CONSIGNE: Prolongez, s'il vous plaît, l'extrait sur Mélanchthon et la Réforme à partir de sa dernière phrase.

EXTRAIT À LIRE:
_ _ _ _ _
Mélanchthon fait là une référence aux Pères de l’Église -c’était un grand connaisseur des Pères de l’Église, un très bon latiniste, un très bon helléniste, bien supérieur à Luther dans ce domaine. Dans la Réforme, Calvin sera aussi un grand connaisseur de la patristique. (On est frappé de voir, par exemple, dans l’Institution de la religion chrétienne le nombre de références aux Pères de l’Église). La connaissance que Calvin avait des Pères de l’Église est encore attestée par le fait qu’il a mis en difficulté plus d’un de ses contradicteurs catholiques de l’époque. Quand Mélanchthon dit ‘nous sommes d’accord avec l’Église Universelle et même avec l’Église Romaine’ (donc un petit distinguo), il essaie de circonscrire le danger : il y a d’une part l’Église universelle et d’autre part, à Rome, des gens qui entourent mal le Pape ; et de là on conclura que le Pape lui-même est déviant. Pour lui, il s’agit d’une affaire purement romaine, il essaie de la circonscrire à Rome, et il appelle au secours les Pères de l’Église. Mais il n’a pas conscience en tout cas que la justification, telle qu’elle est exposée là, est en contradiction avec ce qui vient d’être dit, avec l’ensemble de l’Église.

Mélanchthon va décrire des abus, et voici ce qu’il classe dans les abus : le problème de la communion sous une seule espèce, l’interdiction du mariage des prêtres, la conception sacrificielle (au sens du Moyen-Age) de la messe (là aussi il y aurait beaucoup à dire, parce que ce n’est pas la messe elle-même qui est remise en cause), la distinction des aliments, les vœux monastiques, le pouvoir de l’Église (une certaine forme de pouvoir de l’Église), et le pouvoir des évêques.
_ _ _ _ _
Extrait du jeu de données
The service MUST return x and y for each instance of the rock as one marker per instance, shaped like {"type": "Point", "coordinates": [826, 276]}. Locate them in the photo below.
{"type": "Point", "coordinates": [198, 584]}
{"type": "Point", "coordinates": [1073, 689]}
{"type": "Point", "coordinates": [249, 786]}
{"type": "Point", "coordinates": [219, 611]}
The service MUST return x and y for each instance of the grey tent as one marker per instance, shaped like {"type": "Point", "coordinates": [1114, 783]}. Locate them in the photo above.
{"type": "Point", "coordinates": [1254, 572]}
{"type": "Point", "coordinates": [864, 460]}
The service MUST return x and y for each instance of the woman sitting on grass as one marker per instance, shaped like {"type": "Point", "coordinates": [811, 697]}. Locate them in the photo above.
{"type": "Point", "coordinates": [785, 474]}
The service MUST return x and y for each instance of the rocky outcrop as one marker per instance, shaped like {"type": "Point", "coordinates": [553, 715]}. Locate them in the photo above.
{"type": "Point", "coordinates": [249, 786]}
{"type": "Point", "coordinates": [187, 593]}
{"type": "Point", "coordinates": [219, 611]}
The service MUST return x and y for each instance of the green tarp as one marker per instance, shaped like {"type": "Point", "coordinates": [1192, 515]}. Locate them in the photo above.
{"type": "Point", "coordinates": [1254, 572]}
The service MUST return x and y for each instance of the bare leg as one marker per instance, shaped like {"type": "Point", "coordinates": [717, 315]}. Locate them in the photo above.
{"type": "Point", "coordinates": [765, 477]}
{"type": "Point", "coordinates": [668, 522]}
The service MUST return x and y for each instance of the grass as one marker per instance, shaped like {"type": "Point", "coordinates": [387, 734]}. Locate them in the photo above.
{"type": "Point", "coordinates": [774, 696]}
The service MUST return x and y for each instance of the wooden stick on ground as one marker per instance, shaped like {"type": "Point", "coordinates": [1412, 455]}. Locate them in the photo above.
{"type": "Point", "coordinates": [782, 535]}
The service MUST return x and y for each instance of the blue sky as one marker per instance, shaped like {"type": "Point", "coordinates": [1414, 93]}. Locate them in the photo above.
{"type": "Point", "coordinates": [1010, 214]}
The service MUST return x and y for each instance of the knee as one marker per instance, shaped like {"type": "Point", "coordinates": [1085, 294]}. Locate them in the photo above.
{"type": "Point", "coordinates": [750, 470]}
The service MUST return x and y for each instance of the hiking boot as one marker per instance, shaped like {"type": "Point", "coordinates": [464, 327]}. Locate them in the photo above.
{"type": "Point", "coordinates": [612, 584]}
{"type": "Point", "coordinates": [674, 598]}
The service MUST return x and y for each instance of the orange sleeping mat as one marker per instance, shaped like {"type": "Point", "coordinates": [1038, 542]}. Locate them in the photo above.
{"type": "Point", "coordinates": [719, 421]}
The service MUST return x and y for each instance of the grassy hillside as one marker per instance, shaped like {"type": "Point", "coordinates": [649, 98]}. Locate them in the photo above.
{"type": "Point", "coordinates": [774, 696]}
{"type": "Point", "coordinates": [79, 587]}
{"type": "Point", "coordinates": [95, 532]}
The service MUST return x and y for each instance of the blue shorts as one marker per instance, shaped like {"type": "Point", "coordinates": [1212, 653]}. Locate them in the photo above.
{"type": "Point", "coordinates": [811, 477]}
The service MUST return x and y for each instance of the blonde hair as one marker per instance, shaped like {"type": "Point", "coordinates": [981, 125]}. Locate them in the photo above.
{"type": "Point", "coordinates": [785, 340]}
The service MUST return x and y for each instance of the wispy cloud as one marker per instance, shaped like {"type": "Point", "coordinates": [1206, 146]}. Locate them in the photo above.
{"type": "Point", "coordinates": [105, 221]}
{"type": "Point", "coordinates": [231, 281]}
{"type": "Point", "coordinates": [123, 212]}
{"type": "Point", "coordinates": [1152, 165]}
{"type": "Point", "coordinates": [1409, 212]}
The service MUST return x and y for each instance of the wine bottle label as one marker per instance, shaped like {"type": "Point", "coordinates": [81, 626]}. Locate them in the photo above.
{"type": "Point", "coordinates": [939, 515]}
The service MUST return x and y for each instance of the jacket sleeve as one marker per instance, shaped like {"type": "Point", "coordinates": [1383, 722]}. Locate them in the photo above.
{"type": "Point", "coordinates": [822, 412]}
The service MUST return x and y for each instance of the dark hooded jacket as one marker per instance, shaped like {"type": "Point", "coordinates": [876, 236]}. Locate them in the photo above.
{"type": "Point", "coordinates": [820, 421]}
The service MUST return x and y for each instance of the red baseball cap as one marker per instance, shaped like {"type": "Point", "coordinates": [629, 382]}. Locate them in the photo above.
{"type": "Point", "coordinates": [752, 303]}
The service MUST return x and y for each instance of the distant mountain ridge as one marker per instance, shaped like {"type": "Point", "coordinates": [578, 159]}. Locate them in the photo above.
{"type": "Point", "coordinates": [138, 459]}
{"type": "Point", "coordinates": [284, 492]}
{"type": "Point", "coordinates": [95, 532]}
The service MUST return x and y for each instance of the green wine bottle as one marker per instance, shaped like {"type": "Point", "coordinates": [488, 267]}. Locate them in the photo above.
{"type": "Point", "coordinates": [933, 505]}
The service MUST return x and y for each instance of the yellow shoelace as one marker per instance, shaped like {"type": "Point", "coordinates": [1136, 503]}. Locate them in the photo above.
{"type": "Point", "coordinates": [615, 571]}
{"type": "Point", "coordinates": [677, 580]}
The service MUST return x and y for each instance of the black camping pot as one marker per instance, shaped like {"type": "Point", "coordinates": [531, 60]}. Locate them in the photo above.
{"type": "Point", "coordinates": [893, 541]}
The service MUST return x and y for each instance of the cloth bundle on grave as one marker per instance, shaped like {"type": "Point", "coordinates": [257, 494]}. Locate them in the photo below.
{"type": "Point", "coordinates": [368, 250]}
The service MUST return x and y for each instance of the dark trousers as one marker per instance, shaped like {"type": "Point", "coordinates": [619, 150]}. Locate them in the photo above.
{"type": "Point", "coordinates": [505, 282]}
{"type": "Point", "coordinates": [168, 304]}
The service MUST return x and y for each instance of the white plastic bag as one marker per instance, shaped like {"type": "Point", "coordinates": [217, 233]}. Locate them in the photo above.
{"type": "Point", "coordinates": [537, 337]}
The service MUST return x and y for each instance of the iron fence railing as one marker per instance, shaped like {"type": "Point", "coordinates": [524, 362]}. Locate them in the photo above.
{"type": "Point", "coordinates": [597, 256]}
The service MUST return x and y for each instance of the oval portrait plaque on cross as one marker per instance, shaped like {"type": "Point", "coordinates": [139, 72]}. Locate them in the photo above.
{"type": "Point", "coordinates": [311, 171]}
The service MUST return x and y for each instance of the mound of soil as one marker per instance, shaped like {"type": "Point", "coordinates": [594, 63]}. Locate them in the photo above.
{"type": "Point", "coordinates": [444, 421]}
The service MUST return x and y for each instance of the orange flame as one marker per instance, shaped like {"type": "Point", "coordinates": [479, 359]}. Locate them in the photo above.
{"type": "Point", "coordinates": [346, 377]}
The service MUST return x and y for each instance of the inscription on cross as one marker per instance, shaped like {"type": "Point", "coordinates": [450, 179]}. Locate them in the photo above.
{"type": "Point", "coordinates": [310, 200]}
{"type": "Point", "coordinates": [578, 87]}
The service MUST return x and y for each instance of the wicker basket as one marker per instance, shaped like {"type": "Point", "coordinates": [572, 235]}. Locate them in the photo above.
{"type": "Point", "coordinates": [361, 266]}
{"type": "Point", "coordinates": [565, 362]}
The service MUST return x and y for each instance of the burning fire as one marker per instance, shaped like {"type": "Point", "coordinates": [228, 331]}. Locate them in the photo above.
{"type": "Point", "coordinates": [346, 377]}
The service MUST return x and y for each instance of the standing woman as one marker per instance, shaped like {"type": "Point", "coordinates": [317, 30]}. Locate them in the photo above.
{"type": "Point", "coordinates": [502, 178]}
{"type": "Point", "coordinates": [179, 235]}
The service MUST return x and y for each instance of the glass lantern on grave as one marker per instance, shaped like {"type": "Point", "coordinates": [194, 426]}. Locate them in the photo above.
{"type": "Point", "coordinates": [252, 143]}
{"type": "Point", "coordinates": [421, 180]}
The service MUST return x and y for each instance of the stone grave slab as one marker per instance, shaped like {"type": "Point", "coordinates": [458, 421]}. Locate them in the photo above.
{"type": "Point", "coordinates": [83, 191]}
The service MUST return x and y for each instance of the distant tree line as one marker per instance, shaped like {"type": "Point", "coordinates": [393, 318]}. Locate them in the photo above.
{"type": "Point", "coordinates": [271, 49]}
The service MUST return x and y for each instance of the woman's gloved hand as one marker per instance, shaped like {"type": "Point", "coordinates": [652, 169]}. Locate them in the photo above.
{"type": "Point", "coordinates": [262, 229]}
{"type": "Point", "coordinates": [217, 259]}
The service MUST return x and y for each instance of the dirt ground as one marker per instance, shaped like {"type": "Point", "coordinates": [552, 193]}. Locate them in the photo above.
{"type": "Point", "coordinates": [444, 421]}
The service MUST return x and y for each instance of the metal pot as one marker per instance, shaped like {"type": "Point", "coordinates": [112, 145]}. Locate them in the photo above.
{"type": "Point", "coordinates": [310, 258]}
_ _ _ _ _
RÉPONSE:
On remarquera que le Pape n’est pas cité une seule fois dans les abus. Il est vrai qu’on peut lire, à propos du pouvoir des évêques, qu’il est demandé aux évêques de s’occuper de l’instruction de leurs fidèles, de ne pas se ruiner dans des guerres dispendieuses, de ne pas être des hommes politiques, etc.. mais le mot Pape n’est pas prononcé. Luther l’a regretté, mais Mélanchthon n’a pas cédé. Luther ne visait pas tellement Léon X, il pensait à Jules II, qui était sa bête noire, car il résumait pour lui tous les maux de la terre : c’était l’homme de la guerre, le grand seigneur brillant, etc. Reconnaissons que c’était un pape un peu curieux. Je ne le connais pas spécialement, mais je me suis intéressé au règne de Louis XII, et quand on s’intéresse à Louis XII, on rencontre quelque part Jules II. Le moins que l’on puisse dire c’est que, sur le plan par exemple purement politique de la loyauté vis-à-vis de ses partenaires, c’était un personnage horrible, sans paroles, et menteur de surcroît ; le personnage chargeait à la tête de ses troupes, et on devine l’effet que cela pouvait faire sur certains religieux très pieux qui n’imaginaient pas le chef de l’Église en armure et criant ‘en avant’.

L’Apologie

L’empereur Charles Quint va immédiatement demander aux théologiens romains qui étaient là de répondre à la Confession d’Augsbourg et c’est ce qui va donner la Confutatio qui sera rédigée très rapidement, en moins de deux mois puisque la Confession d’Augsbourg sera présentée en juin 1530 et que c’est au mois d’août que les adversaires de Mélanchthon vont produire leur papier.

Ce document sera un total refus de discussion, le contre-pied systématique de tout ce qui est dit dans la Confession d’Augsbourg. Ce sera une grosse déception du côté des partisans de Mélanchthon, d’autant que l’empereur Charles Quint a eu à ce moment là une position assez rigide, du moins officiellement, sur la question luthérienne, en disant en gros : ‘il a été répondu à vos arguments, maintenant vous vous conformerez à la Confutatio’, ce à quoi le Luthériens vont dire : ‘il n’a été répondu à rien du tout’. L’empereur va dire : ‘si on a répondu’. Alors pour prouver qu’on n’avait pas répondu, Mélanchthon va rédiger l’Apologie de la Confession d’Augsbourg.

Ce qui est intéressant dans cette Apologie, texte difficile, c’est que le passage sur la justification par la foi, qui faisait un tout petit article dans la Confession d’Augsbourg, fait un tiers de l’Apologie ! L’ouvrage date de 1531, et il sera adopté en 1536 comme le livre qui fera autorité dans les Églises qui se réclameront de la réforme luthérienne.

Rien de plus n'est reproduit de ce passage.